Information shown
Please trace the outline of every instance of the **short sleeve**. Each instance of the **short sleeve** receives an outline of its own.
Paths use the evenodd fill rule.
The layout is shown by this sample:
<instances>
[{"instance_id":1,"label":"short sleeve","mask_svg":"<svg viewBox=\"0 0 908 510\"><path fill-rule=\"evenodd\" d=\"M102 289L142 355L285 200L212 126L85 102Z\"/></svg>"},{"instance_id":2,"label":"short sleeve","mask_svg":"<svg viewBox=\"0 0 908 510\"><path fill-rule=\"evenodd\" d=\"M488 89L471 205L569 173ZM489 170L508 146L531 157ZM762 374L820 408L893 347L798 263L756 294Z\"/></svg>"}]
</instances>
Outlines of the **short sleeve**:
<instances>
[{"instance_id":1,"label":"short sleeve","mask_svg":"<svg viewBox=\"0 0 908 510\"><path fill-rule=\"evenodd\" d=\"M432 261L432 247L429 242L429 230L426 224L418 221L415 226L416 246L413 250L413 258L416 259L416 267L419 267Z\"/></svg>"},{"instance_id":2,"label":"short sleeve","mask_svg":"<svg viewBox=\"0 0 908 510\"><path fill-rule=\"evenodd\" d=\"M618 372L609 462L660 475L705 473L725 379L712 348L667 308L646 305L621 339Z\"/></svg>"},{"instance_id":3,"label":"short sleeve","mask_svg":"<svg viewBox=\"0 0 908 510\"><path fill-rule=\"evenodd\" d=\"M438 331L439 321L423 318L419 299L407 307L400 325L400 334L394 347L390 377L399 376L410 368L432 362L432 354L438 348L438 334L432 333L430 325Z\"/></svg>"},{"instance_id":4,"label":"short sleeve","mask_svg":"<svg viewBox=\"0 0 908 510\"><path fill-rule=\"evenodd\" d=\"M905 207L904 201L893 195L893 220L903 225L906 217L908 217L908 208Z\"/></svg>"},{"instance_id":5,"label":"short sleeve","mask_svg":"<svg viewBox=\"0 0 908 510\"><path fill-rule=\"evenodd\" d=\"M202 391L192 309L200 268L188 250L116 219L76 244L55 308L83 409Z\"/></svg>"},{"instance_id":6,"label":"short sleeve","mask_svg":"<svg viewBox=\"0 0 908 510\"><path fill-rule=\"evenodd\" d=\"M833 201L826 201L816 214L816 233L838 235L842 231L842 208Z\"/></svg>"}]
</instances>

Do this
Please count the lines in the rows above that contain the string "short". Reply with the number alone.

Solution to the exercise
4